# START OF Materials provided

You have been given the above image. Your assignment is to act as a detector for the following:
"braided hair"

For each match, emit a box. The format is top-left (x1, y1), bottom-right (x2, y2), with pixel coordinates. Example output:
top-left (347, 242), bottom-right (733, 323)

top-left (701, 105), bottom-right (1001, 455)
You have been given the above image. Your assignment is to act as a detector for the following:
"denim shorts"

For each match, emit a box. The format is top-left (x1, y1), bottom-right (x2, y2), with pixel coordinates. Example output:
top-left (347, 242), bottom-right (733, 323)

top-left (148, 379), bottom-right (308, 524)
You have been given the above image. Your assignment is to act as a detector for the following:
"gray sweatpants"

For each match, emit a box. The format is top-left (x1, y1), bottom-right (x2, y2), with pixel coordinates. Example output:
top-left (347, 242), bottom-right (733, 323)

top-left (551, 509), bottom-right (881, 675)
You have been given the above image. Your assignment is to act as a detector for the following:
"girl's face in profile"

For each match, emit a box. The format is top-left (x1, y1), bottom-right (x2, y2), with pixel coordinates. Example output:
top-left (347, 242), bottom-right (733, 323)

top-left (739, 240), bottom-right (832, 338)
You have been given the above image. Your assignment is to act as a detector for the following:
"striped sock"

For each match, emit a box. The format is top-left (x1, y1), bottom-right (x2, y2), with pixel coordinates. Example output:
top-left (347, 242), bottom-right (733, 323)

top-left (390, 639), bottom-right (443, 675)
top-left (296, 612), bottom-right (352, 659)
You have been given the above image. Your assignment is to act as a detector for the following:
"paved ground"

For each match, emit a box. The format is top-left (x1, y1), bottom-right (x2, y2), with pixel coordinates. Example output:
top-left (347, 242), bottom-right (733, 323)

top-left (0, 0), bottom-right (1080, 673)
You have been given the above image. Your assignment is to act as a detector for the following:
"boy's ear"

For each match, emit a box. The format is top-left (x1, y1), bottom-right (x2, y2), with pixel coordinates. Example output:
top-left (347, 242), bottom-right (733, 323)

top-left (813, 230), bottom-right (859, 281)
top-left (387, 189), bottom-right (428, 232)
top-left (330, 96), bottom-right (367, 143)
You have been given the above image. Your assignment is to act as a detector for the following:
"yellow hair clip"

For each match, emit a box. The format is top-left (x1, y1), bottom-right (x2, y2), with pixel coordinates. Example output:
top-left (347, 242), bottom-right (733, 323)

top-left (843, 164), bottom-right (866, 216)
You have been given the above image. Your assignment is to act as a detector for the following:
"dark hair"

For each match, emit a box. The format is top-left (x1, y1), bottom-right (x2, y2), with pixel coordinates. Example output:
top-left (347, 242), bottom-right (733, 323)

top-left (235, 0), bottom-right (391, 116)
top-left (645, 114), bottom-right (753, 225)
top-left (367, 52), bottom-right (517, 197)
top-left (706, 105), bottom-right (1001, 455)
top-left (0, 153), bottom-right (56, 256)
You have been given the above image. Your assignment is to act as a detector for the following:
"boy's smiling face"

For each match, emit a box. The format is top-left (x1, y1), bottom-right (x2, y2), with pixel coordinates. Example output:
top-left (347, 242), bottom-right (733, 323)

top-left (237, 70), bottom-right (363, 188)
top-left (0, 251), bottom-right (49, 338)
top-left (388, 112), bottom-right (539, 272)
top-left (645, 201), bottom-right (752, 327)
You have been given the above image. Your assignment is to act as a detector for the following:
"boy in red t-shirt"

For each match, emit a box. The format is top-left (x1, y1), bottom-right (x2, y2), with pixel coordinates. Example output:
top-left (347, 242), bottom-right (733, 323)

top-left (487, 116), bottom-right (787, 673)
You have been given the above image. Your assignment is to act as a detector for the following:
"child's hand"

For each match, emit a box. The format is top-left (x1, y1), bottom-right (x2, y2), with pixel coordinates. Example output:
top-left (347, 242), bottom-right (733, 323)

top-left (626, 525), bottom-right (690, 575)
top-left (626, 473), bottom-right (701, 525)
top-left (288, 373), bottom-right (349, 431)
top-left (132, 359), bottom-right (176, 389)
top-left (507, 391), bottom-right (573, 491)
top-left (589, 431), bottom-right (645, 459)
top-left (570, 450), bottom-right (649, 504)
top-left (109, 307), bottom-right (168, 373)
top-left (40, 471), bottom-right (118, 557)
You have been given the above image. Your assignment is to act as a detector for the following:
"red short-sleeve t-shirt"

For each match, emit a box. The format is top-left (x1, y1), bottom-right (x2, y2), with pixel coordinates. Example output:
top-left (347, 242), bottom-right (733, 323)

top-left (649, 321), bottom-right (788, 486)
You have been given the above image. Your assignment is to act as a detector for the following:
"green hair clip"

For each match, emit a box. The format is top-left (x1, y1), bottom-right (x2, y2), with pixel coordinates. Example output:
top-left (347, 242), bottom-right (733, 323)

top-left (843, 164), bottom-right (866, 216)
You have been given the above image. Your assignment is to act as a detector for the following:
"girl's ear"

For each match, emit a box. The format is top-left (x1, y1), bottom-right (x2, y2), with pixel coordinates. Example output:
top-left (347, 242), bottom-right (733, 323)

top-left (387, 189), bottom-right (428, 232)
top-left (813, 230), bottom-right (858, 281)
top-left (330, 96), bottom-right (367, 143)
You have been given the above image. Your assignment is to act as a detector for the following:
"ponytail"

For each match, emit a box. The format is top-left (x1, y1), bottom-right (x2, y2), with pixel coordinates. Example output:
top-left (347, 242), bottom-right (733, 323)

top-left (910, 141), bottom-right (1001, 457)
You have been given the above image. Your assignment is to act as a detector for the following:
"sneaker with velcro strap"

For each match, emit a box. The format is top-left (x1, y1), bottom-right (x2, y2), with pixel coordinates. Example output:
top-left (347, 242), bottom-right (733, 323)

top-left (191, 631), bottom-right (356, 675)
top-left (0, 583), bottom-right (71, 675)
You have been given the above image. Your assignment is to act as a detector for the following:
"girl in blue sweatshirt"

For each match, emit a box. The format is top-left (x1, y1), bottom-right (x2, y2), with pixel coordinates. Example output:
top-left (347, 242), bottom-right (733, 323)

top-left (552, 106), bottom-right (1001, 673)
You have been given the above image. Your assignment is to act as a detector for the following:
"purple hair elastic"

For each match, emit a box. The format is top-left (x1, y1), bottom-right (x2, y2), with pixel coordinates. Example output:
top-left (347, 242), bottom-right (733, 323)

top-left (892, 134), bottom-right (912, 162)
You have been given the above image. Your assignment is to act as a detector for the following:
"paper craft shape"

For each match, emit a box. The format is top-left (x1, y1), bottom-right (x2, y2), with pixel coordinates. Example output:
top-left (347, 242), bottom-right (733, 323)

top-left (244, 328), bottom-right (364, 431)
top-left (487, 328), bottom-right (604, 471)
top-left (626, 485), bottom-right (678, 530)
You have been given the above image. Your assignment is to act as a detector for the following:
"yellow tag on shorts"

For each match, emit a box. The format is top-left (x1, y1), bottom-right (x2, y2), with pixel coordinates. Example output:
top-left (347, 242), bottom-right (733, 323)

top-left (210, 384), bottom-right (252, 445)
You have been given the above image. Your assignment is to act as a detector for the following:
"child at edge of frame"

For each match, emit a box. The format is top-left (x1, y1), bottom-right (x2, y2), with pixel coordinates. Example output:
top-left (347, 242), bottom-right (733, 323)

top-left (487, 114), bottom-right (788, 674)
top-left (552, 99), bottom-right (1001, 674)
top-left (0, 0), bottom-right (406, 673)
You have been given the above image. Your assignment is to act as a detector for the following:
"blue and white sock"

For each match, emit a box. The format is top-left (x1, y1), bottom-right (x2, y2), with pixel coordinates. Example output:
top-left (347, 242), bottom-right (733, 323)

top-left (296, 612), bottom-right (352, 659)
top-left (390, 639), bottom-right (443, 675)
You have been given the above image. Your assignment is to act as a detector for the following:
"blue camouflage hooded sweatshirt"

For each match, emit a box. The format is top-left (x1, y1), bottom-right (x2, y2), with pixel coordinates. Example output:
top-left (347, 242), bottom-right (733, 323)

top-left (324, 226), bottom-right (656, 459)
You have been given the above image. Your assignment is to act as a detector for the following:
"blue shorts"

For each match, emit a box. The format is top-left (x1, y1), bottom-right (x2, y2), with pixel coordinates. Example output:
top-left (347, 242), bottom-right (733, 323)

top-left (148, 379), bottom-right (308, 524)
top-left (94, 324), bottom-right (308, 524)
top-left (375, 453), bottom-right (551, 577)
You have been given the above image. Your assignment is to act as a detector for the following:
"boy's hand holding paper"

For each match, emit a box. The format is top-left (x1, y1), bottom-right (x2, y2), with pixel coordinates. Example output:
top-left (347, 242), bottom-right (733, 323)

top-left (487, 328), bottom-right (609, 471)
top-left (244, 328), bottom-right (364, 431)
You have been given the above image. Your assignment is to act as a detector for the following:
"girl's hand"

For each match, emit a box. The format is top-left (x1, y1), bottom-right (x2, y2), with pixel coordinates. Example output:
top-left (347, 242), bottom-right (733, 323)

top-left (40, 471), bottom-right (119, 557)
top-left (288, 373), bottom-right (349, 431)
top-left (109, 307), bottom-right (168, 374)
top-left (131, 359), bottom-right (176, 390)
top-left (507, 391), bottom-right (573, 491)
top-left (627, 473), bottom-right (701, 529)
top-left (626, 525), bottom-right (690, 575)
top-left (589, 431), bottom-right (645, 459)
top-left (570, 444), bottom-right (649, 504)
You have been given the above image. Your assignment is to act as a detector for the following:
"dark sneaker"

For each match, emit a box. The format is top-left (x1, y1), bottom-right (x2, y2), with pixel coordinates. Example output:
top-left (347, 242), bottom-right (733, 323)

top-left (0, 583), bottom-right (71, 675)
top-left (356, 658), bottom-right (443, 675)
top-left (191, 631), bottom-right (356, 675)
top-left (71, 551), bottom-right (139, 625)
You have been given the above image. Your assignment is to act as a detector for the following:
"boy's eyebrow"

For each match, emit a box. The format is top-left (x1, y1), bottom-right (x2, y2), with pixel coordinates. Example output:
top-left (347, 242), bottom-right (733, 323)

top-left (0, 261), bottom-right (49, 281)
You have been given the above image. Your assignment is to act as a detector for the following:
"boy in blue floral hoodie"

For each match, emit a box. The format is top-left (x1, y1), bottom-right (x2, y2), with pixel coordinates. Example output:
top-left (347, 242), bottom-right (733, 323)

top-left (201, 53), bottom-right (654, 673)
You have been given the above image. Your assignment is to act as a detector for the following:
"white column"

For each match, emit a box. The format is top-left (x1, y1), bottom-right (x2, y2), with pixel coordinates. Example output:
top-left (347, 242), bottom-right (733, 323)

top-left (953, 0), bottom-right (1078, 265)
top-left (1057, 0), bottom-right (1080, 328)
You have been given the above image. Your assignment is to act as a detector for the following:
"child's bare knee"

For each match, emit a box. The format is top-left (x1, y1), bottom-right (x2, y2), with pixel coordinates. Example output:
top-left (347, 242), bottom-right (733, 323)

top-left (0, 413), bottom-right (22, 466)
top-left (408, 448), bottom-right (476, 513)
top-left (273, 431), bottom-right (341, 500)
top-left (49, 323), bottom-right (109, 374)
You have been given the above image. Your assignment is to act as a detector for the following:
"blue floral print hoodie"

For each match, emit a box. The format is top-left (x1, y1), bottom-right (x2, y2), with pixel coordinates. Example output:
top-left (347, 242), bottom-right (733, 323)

# END OF Materials provided

◆ Directions ◆
Count the lines in the items above that contain the string "hand" with matching case, and reply with the number alone.

◆ Written solution ◆
3